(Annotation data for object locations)
:::::
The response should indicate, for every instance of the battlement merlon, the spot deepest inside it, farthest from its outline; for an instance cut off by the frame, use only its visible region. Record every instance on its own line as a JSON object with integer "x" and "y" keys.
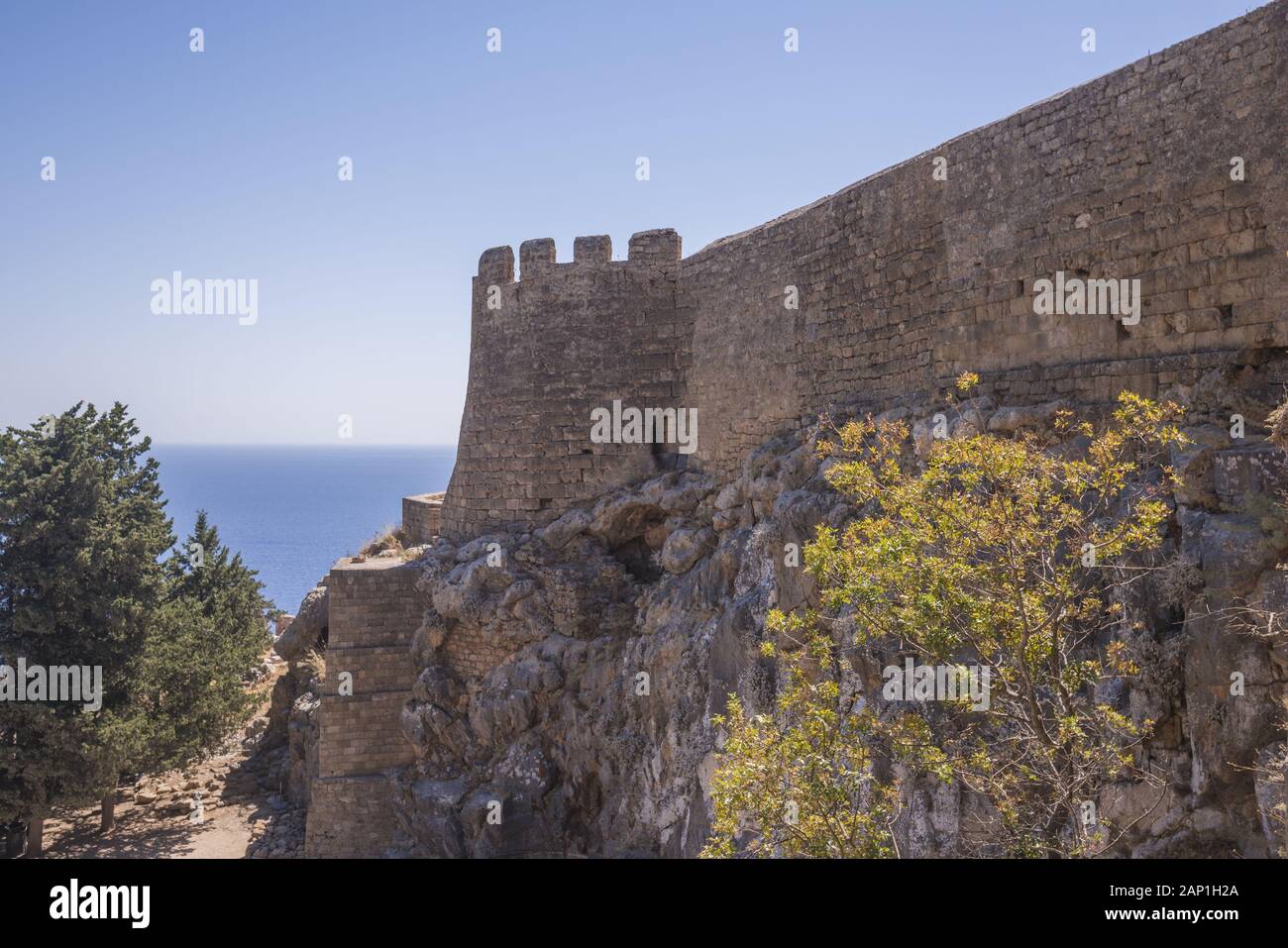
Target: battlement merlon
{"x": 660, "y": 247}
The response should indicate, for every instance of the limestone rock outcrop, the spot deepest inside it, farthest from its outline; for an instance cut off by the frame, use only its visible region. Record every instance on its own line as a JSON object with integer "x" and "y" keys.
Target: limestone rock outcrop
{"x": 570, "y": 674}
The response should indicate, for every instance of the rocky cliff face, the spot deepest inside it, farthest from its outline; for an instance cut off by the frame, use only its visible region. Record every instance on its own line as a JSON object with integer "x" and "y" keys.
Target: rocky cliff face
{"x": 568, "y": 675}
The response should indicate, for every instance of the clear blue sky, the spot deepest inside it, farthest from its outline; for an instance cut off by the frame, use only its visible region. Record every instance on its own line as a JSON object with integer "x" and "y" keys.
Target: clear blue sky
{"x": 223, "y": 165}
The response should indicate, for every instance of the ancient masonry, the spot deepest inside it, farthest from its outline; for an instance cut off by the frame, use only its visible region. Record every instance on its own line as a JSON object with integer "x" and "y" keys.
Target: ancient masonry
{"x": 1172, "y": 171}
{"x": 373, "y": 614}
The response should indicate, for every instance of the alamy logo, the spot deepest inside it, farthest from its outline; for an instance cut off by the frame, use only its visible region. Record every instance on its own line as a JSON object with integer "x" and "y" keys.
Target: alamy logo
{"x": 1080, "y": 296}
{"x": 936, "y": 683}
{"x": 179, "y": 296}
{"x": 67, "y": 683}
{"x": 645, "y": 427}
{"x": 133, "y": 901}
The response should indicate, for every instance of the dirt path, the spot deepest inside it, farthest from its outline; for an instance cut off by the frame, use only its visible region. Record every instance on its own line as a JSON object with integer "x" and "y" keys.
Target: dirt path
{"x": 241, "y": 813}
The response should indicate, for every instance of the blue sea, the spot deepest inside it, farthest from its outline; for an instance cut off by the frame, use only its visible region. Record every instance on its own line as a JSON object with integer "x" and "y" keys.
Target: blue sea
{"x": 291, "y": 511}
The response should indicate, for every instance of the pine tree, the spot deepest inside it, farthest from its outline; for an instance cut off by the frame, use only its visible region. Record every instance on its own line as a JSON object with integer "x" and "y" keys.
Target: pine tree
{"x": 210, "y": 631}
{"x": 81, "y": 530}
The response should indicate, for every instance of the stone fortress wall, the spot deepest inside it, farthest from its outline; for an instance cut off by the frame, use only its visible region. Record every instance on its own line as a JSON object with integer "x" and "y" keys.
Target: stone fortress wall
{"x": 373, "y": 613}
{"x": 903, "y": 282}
:::::
[Directions]: Please extract every item above word for word, leaving out the pictures.

[Exercise response]:
The response should indicate, for every instance of the battlement merlon, the spot deepest inside it, farthest from its outline; for an instance cut off by the frame, use only its visible region. Record every instance on its own line as a JSON object with integer "x" and "y" keys.
Target: battlement merlon
{"x": 660, "y": 247}
The response should indicate, for every instance of the limestone rock outcrop, the spot deepest inside it, farthest from its outline; for an instance cut off by the frame, use only its visible region. Record every instance on its own line as a JSON object with integer "x" and "y" keys.
Target: limestone rock outcrop
{"x": 570, "y": 674}
The response should indicate, for every instance of the rocky cliff face, the spot deepest inside it, farthest from its outline; for an instance cut off by the frame, use only its visible region. Record every instance on its own line as a JSON object with integer "x" and "y" keys.
Target: rocky cliff face
{"x": 568, "y": 675}
The response should indicate, for every instance of the clear blue sky, the spot deepest inside it, farthest from its outline; for an instance cut off by the frame, use only its visible region. Record every instance on its own line as a JSON object with integer "x" and "y" keys.
Target: clear blue sky
{"x": 223, "y": 165}
The response should indicate, for every instance of the ancient masonry, the spot deepest inside it, farthest from its outline; for an instance cut off by the frame, use only its visible region. Record every instance on its own line as a JSON object with integer "x" and "y" keys.
Target: ancient masonry
{"x": 1172, "y": 171}
{"x": 373, "y": 614}
The response should indicate, for every instance of the alamy logo, the spot deepest inside it, farthest from its outline; for an instance cut off by the frame, use only its visible region. Record every instance on its own line as a JSON object with integer "x" and "y" keys.
Target: alamy logo
{"x": 1080, "y": 296}
{"x": 936, "y": 683}
{"x": 179, "y": 296}
{"x": 67, "y": 683}
{"x": 645, "y": 427}
{"x": 133, "y": 901}
The response should indicate, for every instance of the dirt path, the spot deepest inside it, farthest from its outline; for an instance cut off by the frame, use only its visible region. Record every instance on its own line as a JSON object with integer "x" and "y" keys.
Target: dirt path
{"x": 241, "y": 813}
The response should indicate, for every instance of the blue sea, the spot deepest inside it, farthest from its outline; for an instance cut off by the frame, use only its visible region. Record every instance on its own line as a JSON object with integer "x" and "y" keys.
Target: blue sea
{"x": 291, "y": 511}
The response should indicate, for every instance of the pine tree, the spot deepest inside it, farthest from its outline; for an instance cut off by the frame, use only its visible region. Record every instance on its own line as a JSON object with integer "x" and "y" keys.
Target: pine tree
{"x": 210, "y": 631}
{"x": 81, "y": 530}
The response should indicate, for every instance of the stone fortress wall, the spot deepest inside it, farthest from its outline; for an instance cut off by the frame, use only its visible region. Record every instance on its own line as a JSON object with integer "x" and "y" keys.
Target: stone fortress wall
{"x": 373, "y": 613}
{"x": 903, "y": 282}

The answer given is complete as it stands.